* _INSTRUCTIONS FOR THE TASK_: In the directors and key managerial personnel text below, update the part that opens with "In order to" and closes with "September 20, 2024.", and write it out again with "smooth transition" changed to "orderly transition".

* _EXCERPTED TEXT_:
* * * * * * *
11. DIRECTORS AND KEY MANAGERIAL PERSONNEL

Mr. Rakesh Kapoor (DIN: 00015358), Independent Director of the Company, completed his first term of consecutive years of his Directorship on
September 30, 2024 and hence, he retired and ceased to be Director of the Company with effect from close of business hours of September
30, 2024. The Board placed on record its deep appreciation and gratitude for the invaluable contribution and guidance provided by Mr. Rakesh
Kapoor (DIN: 00015358) during his tenure as Independent Directors of the Company.

In order to ensure smooth transition in the Board positions, pursuant to the recommendation of Nomination, Remuneration and Compensation
Committee (NRCC), the Board of Directors of the Company at its meeting held on August 13, 2024, approved appointment of Mr. Vardhman
Doogar (DIN: 07148980) as Non- Executive Independent Directors of the Company for a first term of two consecutive years from October 1,
2024 to September 30, 2026. Further, his appointment as Non- Executive Independent Directors of the Company was also approved by the
members of the Company at the 24th Annual General Meeting held on September 20, 2024.

During the year under review, the Members had at the 24th Annual General Meeting of the Company held on September 20, 2024, approved
the appointment/re- appointment of Mr. Vardhman Doogar (DIN: 07148980) as a Non-Executive & Independent Director to hold office for a

term effective from October 1, 2024 to September 30, 2026, shall not liable to retire by rotation.

KEY MANAGERIAL PERSONNEL

In pursuance of the provisions of Section 2(51) and Section 203 of the Companies Act, 2013 read with the Companies (Appointment and
Remuneration of Managerial Personnel) Rules, 2014, Dr. Chandra Kumar Jain, Chairman & Managing Director; Ms. Arushi Jain, Joint Managing
Director; Ms. Aditi Pasari, Joint Managing Director; Mr. Ashwani Kumar Vats, Whole Time Director & CEO; Mr. Rajiv Gupta, Chief Financial
Officer and Ms. Preeti Singhal, Company Secretary cum Compliance Officer are the Key Managerial Personnel of your Company as on date.

During the period under review, Ms. Archisha Tyagi has resigned from the post of the Company Secretary cum Compliance Officer w.e.f. close
of working hours of February 07, 2025 and ceased to be a Company Secretary and Compliance Officer (KMP) of the Company. Pursuant to
the recommendation of Nomination, Remuneration and Compensation Committee (NRCC), Ms. Preeti Singhal was appointed as a Company
Secretary cum Compliance Officer of the Company w.e.f. 05th May, 2025 by the Board.
* * * * * * *
(Items from a dataset)
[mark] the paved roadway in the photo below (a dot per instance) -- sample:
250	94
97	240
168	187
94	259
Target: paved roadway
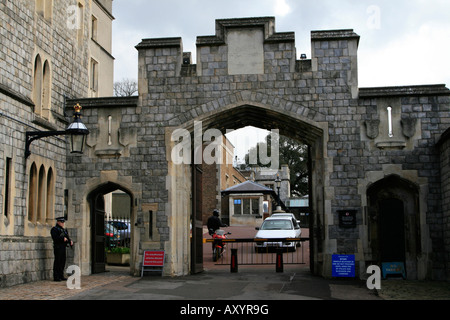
258	284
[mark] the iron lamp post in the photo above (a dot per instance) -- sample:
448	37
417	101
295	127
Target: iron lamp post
77	131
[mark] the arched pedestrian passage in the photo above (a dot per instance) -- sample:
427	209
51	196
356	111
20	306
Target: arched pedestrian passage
394	223
290	124
99	236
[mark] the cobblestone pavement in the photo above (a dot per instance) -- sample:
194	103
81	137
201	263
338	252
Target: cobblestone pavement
391	289
394	289
51	290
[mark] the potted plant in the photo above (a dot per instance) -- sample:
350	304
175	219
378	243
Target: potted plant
118	256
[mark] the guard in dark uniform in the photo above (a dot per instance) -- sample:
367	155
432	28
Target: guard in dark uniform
61	239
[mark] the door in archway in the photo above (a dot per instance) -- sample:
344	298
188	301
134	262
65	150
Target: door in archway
392	230
98	234
197	223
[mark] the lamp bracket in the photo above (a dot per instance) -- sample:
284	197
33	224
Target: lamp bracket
36	135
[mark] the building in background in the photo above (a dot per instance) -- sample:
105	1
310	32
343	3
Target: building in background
50	50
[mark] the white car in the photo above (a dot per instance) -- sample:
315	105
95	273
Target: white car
277	228
287	214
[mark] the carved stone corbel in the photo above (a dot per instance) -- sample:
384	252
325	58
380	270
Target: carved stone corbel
372	128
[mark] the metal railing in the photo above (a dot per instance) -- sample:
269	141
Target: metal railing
264	251
117	232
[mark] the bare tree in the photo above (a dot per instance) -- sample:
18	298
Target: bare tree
125	88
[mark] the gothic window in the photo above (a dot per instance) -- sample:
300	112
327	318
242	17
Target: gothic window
46	90
37	85
41	194
50	195
32	193
94	78
80	24
7	187
94	28
42	87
* * * * * * *
* _EXERCISE ANSWER_:
In order to ensure orderly transition in the Board positions, pursuant to the recommendation of Nomination, Remuneration and Compensation
Committee (NRCC), the Board of Directors of the Company at its meeting held on August 13, 2024, approved appointment of Mr. Vardhman
Doogar (DIN: 07148980) as Non- Executive Independent Directors of the Company for a first term of two consecutive years from October 1,
2024 to September 30, 2026. Further, his appointment as Non- Executive Independent Directors of the Company was also approved by the
members of the Company at the 24th Annual General Meeting held on September 20, 2024.